▶ [Reading passage]:

==============================

A Basic Right to... Ineffective Drugs?

by Julian Sanchez

This Ezra Klein post is making my brain hurt. In response to a New York Times piece which discusses how pharma is able to charge astronomical prices for cancer drugs of dubious benefit, he writes:

In other words, we can't say "no." Even a drug that probably won't work is worth mortgaging the house. Your spouse's life, after all, is priceless. But this ends with us in a fairly troubling place: The ranks of pricey new drugs that might work particularly if "might" doesn't have to refer to a high probability is advancing a whole lot faster than GDP, or wages.

This might not matter if we didn't believe that every American had some basic right to these treatments, at least after they turn 65. But we do. And for those who think we should just dismantle Medicare, keep in mind that a lot of this innovation is predicated on people being able to buy these drugs with government subsidies. Take away those subsidies, and those customers, and you lose a lot of this innovation, arguably. My stopgap, second-best answer is to pump a lot of money into research that ascertains both effectiveness and cost-effectiveness, and to allow the government to bargain down the best deals and act as a countervailing force against the pharmaceutical industry's realization that people will pay any price for these drugs because they feel like they have no choice.

==============================

▶ [Exercise goal]:
Can you write out the part of the drug-pricing article between "A Basic Right" and "GDP, or wages.", inclusive, word for word?

==============================

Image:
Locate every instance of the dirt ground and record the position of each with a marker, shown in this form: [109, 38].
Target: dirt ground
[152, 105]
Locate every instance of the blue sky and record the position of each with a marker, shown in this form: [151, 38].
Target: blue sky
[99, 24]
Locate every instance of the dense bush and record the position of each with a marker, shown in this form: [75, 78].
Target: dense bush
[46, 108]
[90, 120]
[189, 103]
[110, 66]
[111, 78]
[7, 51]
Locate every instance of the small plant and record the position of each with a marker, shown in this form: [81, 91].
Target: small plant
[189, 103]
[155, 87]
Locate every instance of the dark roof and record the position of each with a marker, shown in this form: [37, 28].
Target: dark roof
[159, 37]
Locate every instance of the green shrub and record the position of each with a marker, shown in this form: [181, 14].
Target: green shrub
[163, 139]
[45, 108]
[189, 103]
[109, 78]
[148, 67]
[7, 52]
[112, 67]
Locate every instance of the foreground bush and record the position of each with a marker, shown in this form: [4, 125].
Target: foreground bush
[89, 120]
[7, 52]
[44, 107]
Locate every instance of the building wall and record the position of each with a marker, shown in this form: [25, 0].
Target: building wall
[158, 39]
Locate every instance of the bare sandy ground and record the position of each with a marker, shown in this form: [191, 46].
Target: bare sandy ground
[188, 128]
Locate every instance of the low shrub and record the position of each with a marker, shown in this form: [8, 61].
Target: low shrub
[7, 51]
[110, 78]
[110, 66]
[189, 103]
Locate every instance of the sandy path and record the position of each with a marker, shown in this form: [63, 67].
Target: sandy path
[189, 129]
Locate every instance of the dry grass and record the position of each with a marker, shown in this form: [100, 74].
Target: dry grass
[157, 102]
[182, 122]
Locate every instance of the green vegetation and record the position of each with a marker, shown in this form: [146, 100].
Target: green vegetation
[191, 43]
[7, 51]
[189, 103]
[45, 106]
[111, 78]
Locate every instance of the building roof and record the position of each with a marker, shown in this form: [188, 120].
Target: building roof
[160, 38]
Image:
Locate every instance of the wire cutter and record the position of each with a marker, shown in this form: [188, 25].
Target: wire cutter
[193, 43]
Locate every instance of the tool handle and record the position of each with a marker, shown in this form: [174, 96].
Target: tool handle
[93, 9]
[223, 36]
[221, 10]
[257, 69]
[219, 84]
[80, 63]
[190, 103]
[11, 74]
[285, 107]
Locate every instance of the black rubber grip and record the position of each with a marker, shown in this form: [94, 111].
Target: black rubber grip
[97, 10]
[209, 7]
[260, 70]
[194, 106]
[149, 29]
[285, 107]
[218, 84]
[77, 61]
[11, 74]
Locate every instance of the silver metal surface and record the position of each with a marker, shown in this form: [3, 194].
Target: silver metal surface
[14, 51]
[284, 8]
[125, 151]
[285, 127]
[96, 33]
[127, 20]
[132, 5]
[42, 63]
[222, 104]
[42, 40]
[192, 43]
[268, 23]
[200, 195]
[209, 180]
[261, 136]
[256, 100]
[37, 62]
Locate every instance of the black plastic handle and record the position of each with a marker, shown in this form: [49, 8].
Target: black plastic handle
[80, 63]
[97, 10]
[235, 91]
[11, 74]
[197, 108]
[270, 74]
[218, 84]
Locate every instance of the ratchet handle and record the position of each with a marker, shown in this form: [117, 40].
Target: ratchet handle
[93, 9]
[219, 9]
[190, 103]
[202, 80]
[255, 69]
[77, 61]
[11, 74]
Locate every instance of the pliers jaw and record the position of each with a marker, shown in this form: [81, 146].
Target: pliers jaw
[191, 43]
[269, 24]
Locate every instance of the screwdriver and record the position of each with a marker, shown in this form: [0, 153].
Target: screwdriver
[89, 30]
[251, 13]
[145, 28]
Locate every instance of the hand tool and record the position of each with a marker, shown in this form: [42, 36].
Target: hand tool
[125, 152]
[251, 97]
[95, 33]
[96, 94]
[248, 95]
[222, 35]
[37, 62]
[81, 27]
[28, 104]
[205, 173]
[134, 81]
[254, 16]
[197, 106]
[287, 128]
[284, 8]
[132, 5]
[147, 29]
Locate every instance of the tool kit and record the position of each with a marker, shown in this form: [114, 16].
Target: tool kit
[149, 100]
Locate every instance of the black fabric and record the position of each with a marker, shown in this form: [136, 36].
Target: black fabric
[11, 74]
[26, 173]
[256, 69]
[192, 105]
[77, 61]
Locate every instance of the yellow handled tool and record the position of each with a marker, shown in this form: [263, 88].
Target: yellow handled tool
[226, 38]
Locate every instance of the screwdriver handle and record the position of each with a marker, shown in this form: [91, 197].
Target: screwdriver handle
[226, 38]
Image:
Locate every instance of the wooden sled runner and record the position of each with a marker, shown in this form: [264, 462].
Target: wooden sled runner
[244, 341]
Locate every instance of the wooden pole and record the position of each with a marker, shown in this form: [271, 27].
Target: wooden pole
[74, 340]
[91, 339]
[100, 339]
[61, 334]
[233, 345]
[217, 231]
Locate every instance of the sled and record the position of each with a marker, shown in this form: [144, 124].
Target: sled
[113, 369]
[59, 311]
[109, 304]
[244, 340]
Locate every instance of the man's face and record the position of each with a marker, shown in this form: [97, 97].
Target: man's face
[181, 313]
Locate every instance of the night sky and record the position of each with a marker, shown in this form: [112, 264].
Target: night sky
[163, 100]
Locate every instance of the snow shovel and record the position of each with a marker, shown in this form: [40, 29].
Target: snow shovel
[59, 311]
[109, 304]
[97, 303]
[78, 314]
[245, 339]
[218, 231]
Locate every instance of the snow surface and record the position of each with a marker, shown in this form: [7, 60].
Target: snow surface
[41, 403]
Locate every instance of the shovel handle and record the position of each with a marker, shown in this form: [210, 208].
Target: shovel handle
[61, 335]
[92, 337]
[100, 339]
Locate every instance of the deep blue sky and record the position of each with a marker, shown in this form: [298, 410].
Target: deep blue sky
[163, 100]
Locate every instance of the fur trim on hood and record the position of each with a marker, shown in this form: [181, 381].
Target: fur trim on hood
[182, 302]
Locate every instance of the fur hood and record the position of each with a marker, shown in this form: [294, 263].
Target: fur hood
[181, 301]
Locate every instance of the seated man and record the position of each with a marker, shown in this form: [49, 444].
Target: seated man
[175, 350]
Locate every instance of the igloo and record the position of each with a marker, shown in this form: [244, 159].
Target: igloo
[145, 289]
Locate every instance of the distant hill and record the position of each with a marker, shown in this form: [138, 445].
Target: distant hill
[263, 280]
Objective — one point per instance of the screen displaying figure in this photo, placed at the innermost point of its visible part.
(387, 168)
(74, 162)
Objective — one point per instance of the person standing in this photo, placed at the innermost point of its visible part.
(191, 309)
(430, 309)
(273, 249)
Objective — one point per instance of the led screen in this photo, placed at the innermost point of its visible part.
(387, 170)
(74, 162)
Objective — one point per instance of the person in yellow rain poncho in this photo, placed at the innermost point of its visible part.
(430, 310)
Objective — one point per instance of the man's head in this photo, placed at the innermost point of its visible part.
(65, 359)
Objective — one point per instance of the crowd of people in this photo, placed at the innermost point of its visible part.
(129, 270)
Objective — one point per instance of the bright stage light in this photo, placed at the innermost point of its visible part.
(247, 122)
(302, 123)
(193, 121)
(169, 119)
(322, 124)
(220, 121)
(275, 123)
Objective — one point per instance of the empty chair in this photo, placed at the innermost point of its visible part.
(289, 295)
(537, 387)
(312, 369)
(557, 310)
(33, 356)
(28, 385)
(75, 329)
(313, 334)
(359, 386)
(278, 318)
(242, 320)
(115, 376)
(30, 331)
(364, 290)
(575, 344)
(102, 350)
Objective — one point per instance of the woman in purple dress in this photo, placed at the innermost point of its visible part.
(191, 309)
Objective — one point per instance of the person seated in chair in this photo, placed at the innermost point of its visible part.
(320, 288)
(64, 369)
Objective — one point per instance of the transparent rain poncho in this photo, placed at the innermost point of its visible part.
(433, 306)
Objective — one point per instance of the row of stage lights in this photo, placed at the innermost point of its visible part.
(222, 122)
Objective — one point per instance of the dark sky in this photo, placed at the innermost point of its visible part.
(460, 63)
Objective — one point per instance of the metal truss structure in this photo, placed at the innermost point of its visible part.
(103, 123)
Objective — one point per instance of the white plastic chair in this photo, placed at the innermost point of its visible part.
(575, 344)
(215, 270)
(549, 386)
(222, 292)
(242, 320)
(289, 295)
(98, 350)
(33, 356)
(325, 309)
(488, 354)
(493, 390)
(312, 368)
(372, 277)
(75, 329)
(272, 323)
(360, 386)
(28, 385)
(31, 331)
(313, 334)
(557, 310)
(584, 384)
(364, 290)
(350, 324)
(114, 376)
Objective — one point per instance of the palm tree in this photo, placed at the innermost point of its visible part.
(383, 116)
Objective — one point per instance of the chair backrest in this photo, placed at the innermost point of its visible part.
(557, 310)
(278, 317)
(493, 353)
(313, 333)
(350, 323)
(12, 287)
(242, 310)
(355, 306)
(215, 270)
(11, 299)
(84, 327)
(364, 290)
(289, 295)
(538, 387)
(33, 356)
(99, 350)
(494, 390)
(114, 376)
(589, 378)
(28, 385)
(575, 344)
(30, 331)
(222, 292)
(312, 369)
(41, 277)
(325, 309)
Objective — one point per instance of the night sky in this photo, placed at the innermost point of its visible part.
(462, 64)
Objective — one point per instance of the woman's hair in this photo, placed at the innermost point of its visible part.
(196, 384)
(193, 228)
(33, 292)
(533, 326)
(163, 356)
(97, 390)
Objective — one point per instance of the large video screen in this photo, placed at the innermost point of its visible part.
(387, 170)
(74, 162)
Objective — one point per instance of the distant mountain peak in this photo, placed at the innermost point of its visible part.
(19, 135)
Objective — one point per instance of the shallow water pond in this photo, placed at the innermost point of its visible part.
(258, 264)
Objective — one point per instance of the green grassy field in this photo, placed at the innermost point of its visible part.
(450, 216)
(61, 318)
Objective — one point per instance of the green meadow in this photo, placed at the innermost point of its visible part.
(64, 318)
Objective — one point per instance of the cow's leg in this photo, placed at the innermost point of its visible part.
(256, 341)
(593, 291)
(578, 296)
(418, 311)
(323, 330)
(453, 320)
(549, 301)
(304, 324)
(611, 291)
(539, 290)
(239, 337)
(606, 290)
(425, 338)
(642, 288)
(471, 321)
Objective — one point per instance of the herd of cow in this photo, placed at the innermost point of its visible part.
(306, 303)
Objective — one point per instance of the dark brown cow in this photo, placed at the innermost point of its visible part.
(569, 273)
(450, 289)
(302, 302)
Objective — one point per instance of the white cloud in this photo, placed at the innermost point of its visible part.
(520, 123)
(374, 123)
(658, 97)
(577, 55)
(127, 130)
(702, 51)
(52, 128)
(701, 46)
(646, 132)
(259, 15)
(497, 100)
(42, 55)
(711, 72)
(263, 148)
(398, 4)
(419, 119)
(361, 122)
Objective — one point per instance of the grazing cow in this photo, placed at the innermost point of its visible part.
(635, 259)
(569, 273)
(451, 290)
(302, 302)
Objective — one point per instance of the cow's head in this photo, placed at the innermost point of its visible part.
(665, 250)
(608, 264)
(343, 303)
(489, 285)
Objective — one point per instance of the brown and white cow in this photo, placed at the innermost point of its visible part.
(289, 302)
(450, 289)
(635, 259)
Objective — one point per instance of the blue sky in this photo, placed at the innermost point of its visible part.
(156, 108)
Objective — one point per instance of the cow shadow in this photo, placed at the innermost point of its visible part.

==============================

▶ [Result]:
A Basic Right to... Ineffective Drugs?

by Julian Sanchez

This Ezra Klein post is making my brain hurt. In response to a New York Times piece which discusses how pharma is able to charge astronomical prices for cancer drugs of dubious benefit, he writes:

In other words, we can't say "no." Even a drug that probably won't work is worth mortgaging the house. Your spouse's life, after all, is priceless. But this ends with us in a fairly troubling place: The ranks of pricey new drugs that might work particularly if "might" doesn't have to refer to a high probability is advancing a whole lot faster than GDP, or wages.